> [ENTRIES SHOWN]
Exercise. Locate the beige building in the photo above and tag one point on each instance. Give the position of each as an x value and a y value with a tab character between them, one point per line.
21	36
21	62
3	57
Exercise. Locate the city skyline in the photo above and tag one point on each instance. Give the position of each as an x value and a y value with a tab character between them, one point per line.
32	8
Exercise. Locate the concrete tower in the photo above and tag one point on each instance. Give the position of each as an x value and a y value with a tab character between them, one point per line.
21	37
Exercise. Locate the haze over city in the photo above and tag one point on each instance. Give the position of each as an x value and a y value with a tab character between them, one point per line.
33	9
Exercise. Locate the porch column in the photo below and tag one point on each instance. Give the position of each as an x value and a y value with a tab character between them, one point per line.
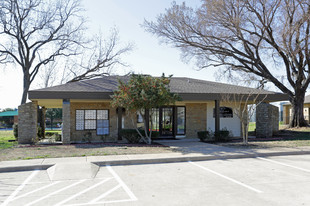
66	123
27	122
119	122
217	117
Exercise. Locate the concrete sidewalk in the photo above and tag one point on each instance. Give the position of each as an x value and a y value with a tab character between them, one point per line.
187	150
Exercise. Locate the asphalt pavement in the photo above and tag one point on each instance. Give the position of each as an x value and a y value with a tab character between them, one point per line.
187	150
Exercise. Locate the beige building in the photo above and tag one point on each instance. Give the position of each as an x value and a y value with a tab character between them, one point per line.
87	110
287	111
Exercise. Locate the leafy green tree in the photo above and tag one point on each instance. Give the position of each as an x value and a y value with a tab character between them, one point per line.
267	40
141	93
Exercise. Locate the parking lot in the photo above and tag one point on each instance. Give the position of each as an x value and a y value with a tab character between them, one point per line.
283	180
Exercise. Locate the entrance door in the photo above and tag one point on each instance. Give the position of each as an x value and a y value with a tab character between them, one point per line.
166	123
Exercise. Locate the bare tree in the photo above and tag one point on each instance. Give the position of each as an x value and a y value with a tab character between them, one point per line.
48	74
264	38
34	33
101	58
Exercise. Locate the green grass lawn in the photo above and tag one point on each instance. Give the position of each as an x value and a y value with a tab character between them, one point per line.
5	136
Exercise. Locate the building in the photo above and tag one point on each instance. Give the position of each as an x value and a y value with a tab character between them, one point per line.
287	110
86	108
8	118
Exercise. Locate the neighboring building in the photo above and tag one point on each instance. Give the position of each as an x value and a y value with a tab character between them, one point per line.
8	118
86	108
287	110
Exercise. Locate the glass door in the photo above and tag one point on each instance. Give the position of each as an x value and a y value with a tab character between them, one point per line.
166	125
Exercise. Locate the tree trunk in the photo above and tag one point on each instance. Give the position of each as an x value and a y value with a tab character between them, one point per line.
297	118
25	87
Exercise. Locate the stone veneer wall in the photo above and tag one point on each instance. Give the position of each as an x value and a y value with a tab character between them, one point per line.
267	120
196	118
27	122
77	136
66	119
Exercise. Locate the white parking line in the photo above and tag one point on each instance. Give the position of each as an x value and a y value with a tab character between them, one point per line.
11	197
41	188
83	191
105	194
120	185
225	177
131	195
280	163
58	191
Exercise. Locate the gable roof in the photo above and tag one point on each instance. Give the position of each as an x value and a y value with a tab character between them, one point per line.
187	88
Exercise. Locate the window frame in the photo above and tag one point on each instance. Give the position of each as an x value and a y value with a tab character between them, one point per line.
96	119
176	120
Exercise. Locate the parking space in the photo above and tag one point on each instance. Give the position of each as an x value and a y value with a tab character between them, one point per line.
253	181
35	188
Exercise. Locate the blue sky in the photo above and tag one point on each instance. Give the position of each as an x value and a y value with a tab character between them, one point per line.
148	56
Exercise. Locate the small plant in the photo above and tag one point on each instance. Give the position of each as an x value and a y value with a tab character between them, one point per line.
131	135
15	131
87	137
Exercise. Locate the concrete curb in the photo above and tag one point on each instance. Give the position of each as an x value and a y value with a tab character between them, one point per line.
196	158
158	160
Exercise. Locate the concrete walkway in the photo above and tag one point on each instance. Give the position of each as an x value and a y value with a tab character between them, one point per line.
186	150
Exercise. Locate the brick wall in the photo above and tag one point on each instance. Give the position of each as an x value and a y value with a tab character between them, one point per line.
27	122
196	118
267	120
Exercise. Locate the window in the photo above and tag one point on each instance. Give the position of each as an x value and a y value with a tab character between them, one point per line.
92	119
181	121
225	112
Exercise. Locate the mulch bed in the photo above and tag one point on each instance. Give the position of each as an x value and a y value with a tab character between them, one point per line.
96	145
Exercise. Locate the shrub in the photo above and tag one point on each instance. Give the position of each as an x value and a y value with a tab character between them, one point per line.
205	136
223	135
87	137
131	135
40	133
57	137
15	131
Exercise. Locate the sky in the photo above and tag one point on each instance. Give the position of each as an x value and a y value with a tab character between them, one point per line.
148	56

> [PROBLEM]
Copy out all of the material above with each "photo" changed to "image" and nothing else altered. Leave out the pictures.

> [EXERCISE RESPONSE]
Exercise. Locate the beige building in the image above and tag one point on each instance. Give the position of each as an x value and a y value with a tab character between them, one point per line.
21	36
21	62
3	57
Exercise. Locate the city skyline in the image above and tag one point on each instance. Give the position of each as an x value and a y value with a tab character between them, one point per line.
32	8
Exercise. Locate the concrete tower in the image above and tag one point on each instance. Give the position of each as an x value and a y value with a tab character between them, one point per line.
21	37
Exercise. Locate the haze over city in the image above and tag one point on each instance. Give the position of each as an x value and a y value with a tab character between them, one point per line.
33	9
Exercise. Locate the porch column in the image below and tag one point on each instance. Give the position of each as an x value and a y value with a tab character between them, one point per line.
66	123
27	122
119	122
217	117
Exercise. Locate the concrete sidewalk in the image above and tag one point on each instance. Give the position of each as an x value and a y value with a tab character between them, one point per line.
187	150
Exercise. Locate the asphalt pavement in the image above and tag one point on each instance. Give the position of each as an x value and a y value with a tab character between them, one point per line.
187	150
Exercise. Locate the beige building in the image above and tag one point on each instance. Give the position of each as an x value and a y value with a tab character between them, one point per line.
87	110
287	111
Exercise. Locate the leafy green tree in the image above and tag one point on each instance. Give the position of each as an x value and a y value with a tab character between them, one point per line.
267	40
141	93
Exercise. Locate the parking lot in the image above and tag one point on each instance. Give the position of each as an x value and a y value with a tab character between them, one point per line.
283	180
Exercise. Locate the entrance door in the image above and tag one point on each instance. Give the position of each as an x value and a y value with a tab character between them, one point per line.
166	123
Exercise. Locate the bare tree in the image above and tag one point on each instance. Give the position of each as an x value and a y value with a tab character between them, one point per line.
48	74
264	38
34	33
101	58
Exercise. Locate the green grass lawn in the image above and tag one point on each instance. Give the position of each as an x value and a y value with a tab character between them, one point per line.
5	136
Exercise. Locate the building in the image above and tag one point on each instance. Give the position of each as an x value and a y value with a tab character between them, one point per line.
287	110
86	108
8	118
Exercise. Locate the neighboring building in the image above and tag one point on each instance. Give the position of each as an x value and a y value with a tab character between them, one point per line.
8	118
86	108
287	110
Exercise. Locate the glass door in the image above and tag one point on each instance. Give the position of each as an x value and a y value with a tab character between them, one point per line.
166	125
Exercise. Locate the tree trunk in the image above and tag one point on each instance. Give the position of each as an x value and a y value with a tab character between them, one point per line.
297	118
25	87
Exercise. Locate the stone veneer wall in the image above and tag one point on each instance. Give the position of each as an x value and a y value with a tab character between them, one point per line.
267	120
196	118
27	122
77	136
66	119
Exercise. Locate the white parking line in the image above and tag one point on each instance. Give the position of each as an x value and a y value with a tab character between them, one point per line.
11	197
41	188
83	191
105	194
120	185
225	177
131	195
280	163
58	191
Exercise. Locate the gable roof in the image above and tag one point on each instance. Give the position of each as an x value and a y value with a tab character between them, one point per line.
187	88
Exercise. Locate the window frame in the image above and tag one point on each instance. Give the position of each as an x value and a y value with a tab character between them, one point per line.
96	119
176	120
Exercise. Locate the parking space in the image above and tag one point on each instance. Give the position of each as an x value and a y value with a tab character between them, one point per line.
253	181
35	188
Exercise. Locate the blue sky in the image above and tag one point on each instance. Give the position of each as an x value and a y value with a tab character between them, one point per line.
148	56
Exercise. Locate the small plant in the image above and tag one point on each instance. Give the position of each as an x value and a y value with a tab character between them, one point per line.
131	135
15	131
87	137
Exercise. Locate the concrete curb in the image above and tag one point on each instance. Give the position of each as an x value and a y value with a tab character between them, one point per line.
196	158
158	160
Exercise. Locate the concrete walkway in the image above and tag one point on each instance. Give the position of each as an x value and a y value with a tab character between them, one point per line.
186	150
Exercise. Locate the brick wall in the image above and tag one point on each instance. Give the position of each as an x value and a y value with a tab character between them, one point per line.
27	122
196	118
267	120
Exercise. Locate the window in the image above and tag one point on each instance. Give the position of each as an x value and a y value with a tab character between them, one point per line.
92	119
181	121
225	112
Exercise. Locate the mulch bed in the image above and tag one point on each instance. Give the position of each as an x value and a y value with a tab character between them, one point per line.
96	145
Exercise. Locate the shrub in the image above and tag one point on each instance. Give the position of each as an x value and a y value with a tab character between them, one point per line.
205	136
223	135
87	137
131	135
40	133
57	137
15	131
Exercise. Locate the sky in the image above and tag one point on each instance. Give the position of each as an x value and a y value with a tab character between them, one point per line.
148	56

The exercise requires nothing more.